#### WHAT IS EXPECTED
An exact copy of all the data below is needed, without its pictures.

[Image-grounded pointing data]
Segment Open

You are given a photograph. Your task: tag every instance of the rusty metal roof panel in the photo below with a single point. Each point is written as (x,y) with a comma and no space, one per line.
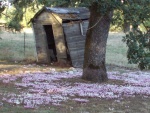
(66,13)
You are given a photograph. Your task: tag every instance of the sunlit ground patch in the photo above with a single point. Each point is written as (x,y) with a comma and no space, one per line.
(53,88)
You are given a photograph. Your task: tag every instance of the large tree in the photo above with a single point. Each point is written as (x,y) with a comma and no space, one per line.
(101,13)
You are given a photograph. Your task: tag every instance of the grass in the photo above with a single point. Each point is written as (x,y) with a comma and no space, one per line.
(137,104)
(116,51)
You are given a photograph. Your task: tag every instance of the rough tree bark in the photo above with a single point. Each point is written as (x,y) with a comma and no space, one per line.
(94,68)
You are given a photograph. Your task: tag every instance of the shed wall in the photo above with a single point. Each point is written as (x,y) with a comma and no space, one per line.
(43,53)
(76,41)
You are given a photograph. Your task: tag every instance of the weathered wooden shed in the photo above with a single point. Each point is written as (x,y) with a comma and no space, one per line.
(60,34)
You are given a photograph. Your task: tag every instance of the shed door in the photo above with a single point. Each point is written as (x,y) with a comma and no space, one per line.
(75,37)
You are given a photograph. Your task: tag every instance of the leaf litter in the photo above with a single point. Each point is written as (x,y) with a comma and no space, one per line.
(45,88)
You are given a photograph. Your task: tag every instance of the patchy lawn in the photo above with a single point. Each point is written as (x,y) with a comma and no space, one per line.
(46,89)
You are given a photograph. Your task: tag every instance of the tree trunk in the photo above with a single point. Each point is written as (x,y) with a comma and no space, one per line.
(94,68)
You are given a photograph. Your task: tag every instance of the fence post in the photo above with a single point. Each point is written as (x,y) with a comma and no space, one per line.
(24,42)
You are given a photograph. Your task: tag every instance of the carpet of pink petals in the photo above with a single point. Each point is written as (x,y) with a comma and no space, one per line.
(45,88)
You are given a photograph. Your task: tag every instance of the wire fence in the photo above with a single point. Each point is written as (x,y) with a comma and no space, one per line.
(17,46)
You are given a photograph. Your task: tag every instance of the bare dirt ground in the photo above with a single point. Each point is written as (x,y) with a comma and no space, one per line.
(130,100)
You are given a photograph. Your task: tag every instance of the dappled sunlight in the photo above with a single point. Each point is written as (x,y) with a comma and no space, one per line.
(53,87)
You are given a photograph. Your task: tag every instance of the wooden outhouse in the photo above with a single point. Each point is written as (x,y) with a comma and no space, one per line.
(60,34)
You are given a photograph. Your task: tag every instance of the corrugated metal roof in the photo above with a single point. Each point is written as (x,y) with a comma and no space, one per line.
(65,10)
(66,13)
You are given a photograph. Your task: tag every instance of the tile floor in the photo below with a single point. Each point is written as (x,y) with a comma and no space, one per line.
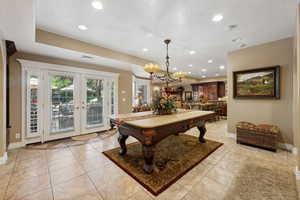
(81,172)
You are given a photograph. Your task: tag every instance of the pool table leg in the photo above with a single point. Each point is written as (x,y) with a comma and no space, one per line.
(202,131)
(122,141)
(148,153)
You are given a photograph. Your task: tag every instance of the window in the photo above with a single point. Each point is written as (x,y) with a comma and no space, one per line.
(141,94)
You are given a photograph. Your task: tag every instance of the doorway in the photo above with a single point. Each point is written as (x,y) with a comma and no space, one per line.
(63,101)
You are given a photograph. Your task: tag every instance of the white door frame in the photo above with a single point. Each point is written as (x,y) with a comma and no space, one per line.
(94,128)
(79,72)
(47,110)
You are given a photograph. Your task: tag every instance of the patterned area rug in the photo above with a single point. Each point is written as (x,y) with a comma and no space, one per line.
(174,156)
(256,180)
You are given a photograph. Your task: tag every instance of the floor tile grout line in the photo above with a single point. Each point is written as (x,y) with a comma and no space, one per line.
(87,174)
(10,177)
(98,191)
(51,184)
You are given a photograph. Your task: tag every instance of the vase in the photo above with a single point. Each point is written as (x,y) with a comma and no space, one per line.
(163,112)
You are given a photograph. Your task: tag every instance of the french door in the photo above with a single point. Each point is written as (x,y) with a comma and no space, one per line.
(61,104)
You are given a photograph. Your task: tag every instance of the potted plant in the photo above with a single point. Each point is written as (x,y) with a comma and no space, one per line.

Segment Closed

#### RESULT OF THIS TASK
You are given a photograph. Your task: tag every instance of the rusty metal roof panel in the photo below with a single point. Each point is written as (x,y) with a comma and no space, one per line.
(66,13)
You are given a photograph. Your task: tag every instance of the sunlit ground patch in the photo above with a single point. Each point is written as (x,y) with a comma and no space, one per line.
(53,88)
You are given a photograph. Your task: tag every instance of the large tree in the photo above with a single point. Each point is written as (x,y) with a comma and no space, one per line.
(101,13)
You are given a photograph. Your task: tag every instance of the grass in the photo above with a single point. Each point is written as (x,y) with a comma and no space, one per line.
(137,104)
(116,51)
You are given a photograph. Your task: tag every instance of the rough tree bark in the photo above with a single point. Each point is written as (x,y) with a comma and no space, one per line.
(94,68)
You are given a photograph. Your task: tag every instance of the shed wall in the photo above with a single point. Each point is written as (x,y) with a comma and no space, one per line.
(43,53)
(76,41)
You are given a photograph. Your task: tag every instance of the weathered wooden shed in the photo above with a single point. Each point is written as (x,y) with a comma and no space, one per line.
(60,34)
You are given a photograph. Your task: tag every instance of the shed door in the photo above with a single point. Each point is written as (x,y) with a comma and no space, one per line.
(75,37)
You are given a photograph. Your task: tag every instance of the leaf litter in the photo above with a single point. Each point is written as (x,y) with a comma and no space, one per line.
(45,88)
You are given a photograph. Your task: tag every instance of the patchy lawn in the photo above with a single point. Each point is written as (x,y) with a comma and no space, one per line.
(46,89)
You are given a photograph. Your task: tag every instance of the tree trunk in the photo above with a single point. Each point is written as (x,y) with a comma and no space, one per line.
(94,68)
You are given a photograph. Your task: tag every instance of the fence post in the photo above with a single point. Each point is written as (x,y) with a comma and no space, one per line.
(24,42)
You are given a photograph. Your task: tag every instance of the carpet of pink petals in the photo above with a single point. Each point is written as (x,y) with a comma and no space, one per line.
(45,88)
You are given a photograph. Your task: tag every instance of the wire fence in the photo above with a single point. Each point is written as (x,y) with a comma and no space, one per line.
(17,46)
You are given a photograph. Your task: tag every instance of the bare dirt ground in the photo above with a single point. Each point is written as (x,y) with a comma and no space, one per line.
(130,100)
You are given a photograph. Your task: tag every instance of the dappled sunlight in the photo above with a single point. Each point is written as (x,y) with a comma and no space, one per line.
(53,87)
You are given a photograph. Your task: tag every instance of the wooden outhouse in the photo above with a single point. Each point is written as (x,y) with a comma and no space, one per line.
(60,34)
You are given a photograph. Your task: tag every instance of the corrugated metal roof in the photo above with a single point. Each point is written as (x,y) with a comma and no space, one per line.
(65,10)
(66,13)
You are given a photograph. Your task: tag every instance of the tile floor in the photo below with a single point. Each point is written as (x,y) with a comma and no space, one per line.
(81,172)
You are given a photograph. Your task: tag every instance of the pool table leg in the photo above with a single point. Each point is written as (x,y) with a comma and no space, one per line.
(202,131)
(122,141)
(148,153)
You are given a photograph. Your task: tag every instance of the window in the photo above with a single point. Each point is written as (x,y) with a comma and no space, one per line.
(141,94)
You are given a photograph. Your task: tag every instance of the doorway in the photo above with a single point. Each point is written as (x,y) with a comma and no space, one per line.
(63,101)
You are given a photograph. Your task: tag every instance of the white door frame in the photo above with a single point. Each point is written as (x,y) with a comma and no space, one per line.
(94,128)
(79,72)
(47,110)
You are given a photograph. Your task: tag every instance of the patterned area rug in the photo above with a single point. Each point is written as (x,y) with a comma and no space, one per line.
(174,156)
(256,180)
You are given a photograph. Your task: tag every instance of the floor tile grout line in the photo above with a single point. Each point is written as (x,y) with a comma and no space, one per line.
(87,174)
(10,177)
(98,191)
(51,184)
You are given a photograph. Your task: tag every instance of the vase in the photo above with a single point. Each point is written as (x,y) with a comma and no space, one per line.
(163,112)
You are given a photograph. Your task: tag every instance of the french door in the photo above with a single point. Each point is written as (x,y) with a comma and no space, one per line.
(61,104)
You are given a photograph. Your task: tag every instance of the potted plant in the photo above with a single point. Each point is written as (x,y) with a comma and no space, one per line.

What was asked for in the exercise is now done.